→ DIRECTIONS FOR THIS TASK: Starting at the top of the listing below, copy each line exactly, stopping after the line that contains "Query: black fur".

→ DATA FOR ANALYSIS:

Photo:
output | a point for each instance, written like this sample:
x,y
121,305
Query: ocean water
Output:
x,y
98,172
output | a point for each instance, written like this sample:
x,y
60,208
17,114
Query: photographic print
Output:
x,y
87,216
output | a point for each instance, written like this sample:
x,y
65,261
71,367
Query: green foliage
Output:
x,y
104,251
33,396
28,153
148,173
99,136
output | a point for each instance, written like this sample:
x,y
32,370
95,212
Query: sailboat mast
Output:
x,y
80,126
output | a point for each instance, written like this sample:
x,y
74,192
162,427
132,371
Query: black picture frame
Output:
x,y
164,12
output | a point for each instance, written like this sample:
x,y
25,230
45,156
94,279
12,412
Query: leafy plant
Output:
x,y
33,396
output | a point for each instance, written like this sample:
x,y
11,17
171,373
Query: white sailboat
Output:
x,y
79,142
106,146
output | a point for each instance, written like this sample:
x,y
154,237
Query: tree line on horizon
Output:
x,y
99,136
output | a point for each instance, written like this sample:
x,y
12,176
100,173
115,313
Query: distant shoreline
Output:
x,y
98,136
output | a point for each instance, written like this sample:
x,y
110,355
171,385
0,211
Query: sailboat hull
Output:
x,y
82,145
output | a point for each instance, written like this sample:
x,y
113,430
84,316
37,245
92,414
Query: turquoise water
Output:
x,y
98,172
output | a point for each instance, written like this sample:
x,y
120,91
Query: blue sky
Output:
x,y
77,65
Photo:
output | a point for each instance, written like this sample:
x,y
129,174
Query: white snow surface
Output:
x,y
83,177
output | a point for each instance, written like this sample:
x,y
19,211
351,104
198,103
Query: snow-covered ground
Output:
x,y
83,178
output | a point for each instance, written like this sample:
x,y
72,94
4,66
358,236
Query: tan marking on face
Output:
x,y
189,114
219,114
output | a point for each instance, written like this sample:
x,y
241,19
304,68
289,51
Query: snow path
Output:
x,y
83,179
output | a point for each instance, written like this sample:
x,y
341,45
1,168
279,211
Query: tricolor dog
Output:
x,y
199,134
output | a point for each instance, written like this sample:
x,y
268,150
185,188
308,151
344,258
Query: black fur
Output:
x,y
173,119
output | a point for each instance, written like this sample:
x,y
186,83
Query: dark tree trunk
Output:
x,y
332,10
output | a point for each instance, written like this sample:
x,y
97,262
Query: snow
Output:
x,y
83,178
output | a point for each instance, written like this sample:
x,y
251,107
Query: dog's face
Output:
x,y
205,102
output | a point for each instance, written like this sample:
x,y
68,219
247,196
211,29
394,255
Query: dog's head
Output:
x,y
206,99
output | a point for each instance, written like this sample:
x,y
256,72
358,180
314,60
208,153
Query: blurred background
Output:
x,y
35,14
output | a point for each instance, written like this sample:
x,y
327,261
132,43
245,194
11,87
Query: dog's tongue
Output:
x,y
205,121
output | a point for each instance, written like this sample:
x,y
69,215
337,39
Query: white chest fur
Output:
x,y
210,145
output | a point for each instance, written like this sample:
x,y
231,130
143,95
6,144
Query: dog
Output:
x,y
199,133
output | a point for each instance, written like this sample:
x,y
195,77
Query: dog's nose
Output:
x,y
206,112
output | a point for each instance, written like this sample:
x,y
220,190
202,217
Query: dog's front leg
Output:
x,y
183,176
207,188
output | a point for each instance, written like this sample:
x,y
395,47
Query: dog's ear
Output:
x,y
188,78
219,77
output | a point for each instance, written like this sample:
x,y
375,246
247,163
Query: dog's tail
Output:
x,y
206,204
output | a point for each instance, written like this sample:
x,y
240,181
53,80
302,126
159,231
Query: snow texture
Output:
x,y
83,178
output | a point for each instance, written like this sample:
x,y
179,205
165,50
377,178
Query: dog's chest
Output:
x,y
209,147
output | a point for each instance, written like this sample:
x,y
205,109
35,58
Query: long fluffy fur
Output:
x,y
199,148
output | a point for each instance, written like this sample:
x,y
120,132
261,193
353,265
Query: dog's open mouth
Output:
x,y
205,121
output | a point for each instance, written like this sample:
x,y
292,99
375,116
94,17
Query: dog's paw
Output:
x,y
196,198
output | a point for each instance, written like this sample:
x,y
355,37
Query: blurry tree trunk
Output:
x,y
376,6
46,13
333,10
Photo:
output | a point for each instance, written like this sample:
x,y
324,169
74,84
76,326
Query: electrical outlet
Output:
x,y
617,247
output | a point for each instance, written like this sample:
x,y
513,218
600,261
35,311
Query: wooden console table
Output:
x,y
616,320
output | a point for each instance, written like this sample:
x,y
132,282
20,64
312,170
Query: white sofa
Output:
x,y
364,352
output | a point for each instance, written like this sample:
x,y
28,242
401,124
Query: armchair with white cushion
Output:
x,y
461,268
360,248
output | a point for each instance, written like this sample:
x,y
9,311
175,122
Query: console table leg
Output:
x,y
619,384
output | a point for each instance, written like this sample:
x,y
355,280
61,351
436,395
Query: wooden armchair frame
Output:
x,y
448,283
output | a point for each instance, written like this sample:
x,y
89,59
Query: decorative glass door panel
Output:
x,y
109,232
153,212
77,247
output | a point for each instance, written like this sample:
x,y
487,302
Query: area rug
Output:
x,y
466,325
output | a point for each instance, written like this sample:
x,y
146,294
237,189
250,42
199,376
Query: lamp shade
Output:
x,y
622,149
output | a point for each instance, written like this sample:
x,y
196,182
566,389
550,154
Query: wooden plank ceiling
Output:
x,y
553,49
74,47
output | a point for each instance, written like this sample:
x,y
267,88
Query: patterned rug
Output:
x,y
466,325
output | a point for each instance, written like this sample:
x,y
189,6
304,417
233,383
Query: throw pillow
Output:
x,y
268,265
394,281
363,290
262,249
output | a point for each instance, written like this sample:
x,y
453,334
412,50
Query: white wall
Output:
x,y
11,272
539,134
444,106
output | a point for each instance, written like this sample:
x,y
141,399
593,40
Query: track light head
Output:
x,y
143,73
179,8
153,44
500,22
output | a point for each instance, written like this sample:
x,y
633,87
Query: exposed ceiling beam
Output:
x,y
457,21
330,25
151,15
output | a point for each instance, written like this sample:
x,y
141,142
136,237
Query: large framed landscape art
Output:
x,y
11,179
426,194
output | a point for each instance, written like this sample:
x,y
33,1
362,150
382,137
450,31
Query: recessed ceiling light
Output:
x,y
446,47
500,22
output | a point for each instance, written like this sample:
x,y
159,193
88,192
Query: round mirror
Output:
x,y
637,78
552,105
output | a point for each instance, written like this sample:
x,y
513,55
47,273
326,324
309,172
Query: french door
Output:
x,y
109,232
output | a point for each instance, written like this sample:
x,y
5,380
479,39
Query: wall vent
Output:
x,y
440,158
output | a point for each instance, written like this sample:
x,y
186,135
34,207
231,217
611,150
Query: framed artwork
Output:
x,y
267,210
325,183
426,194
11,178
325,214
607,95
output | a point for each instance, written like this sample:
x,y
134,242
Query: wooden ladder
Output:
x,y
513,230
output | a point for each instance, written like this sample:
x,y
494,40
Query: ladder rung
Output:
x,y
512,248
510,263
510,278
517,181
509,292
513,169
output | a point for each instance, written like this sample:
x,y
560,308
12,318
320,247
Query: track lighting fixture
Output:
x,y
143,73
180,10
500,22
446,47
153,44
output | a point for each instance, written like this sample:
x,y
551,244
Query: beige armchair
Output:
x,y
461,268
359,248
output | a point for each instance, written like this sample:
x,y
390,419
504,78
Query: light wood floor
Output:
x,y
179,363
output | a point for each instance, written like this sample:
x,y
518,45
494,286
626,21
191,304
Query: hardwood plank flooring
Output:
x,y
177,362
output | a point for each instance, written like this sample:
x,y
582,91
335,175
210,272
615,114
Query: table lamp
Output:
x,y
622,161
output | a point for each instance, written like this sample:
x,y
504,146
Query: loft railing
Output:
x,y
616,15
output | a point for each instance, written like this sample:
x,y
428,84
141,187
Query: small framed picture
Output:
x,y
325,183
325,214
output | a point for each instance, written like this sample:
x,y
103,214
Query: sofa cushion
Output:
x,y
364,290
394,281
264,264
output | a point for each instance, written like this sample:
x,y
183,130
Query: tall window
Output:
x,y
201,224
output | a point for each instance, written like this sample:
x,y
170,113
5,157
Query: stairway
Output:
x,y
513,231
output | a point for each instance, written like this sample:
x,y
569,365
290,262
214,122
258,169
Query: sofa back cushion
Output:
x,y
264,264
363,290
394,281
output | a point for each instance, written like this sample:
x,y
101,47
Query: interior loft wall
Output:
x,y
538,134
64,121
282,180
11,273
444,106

→ SOLUTION BELOW:
Photo:
output | a point for each instance, written like this sample:
x,y
121,305
Query: ocean water
Output:
x,y
98,172
output | a point for each instance, written like this sample:
x,y
60,208
17,114
Query: photographic print
Output:
x,y
87,216
output | a point for each instance, written like this sample:
x,y
65,261
71,367
Query: green foliage
Output:
x,y
104,251
33,396
28,153
148,173
99,136
output | a point for each instance, written like this sample:
x,y
32,370
95,212
Query: sailboat mast
Output:
x,y
80,126
output | a point for each instance, written like this sample:
x,y
74,192
162,427
132,371
Query: black picture frame
Output:
x,y
164,12
output | a point for each instance, written like this sample:
x,y
25,230
45,156
94,279
12,412
Query: leafy plant
Output:
x,y
33,396
output | a point for each instance, written like this sample:
x,y
11,17
171,373
Query: white sailboat
Output:
x,y
79,142
106,146
output | a point for each instance, written like this sample:
x,y
154,237
Query: tree line on horizon
Output:
x,y
99,136
output | a point for each instance, written like this sample:
x,y
12,176
100,173
115,313
Query: distant shoreline
Output:
x,y
98,136
output | a point for each instance, written like this sample:
x,y
110,355
171,385
0,211
Query: sailboat hull
Output:
x,y
82,145
output | a point for each instance, written like this sample:
x,y
113,430
84,316
37,245
92,414
Query: turquoise water
Output:
x,y
98,172
output | a point for each instance, written like this sample:
x,y
120,91
Query: blue sky
Output:
x,y
77,65
Photo:
output | a point for each instance, written like this sample:
x,y
129,174
Query: white snow surface
Output:
x,y
83,177
output | a point for each instance, written like this sample:
x,y
19,211
351,104
198,103
Query: snow-covered ground
Output:
x,y
83,178
output | a point for each instance, written like this sample:
x,y
72,94
4,66
358,236
Query: tan marking on face
Output:
x,y
189,114
219,114
output | a point for each instance, written like this sample:
x,y
241,19
304,68
289,51
Query: snow path
Output:
x,y
83,179
output | a point for each instance, written like this sample:
x,y
341,45
1,168
279,211
Query: tricolor dog
Output:
x,y
199,134
output | a point for each instance, written like this sample:
x,y
268,150
185,188
308,151
344,258
Query: black fur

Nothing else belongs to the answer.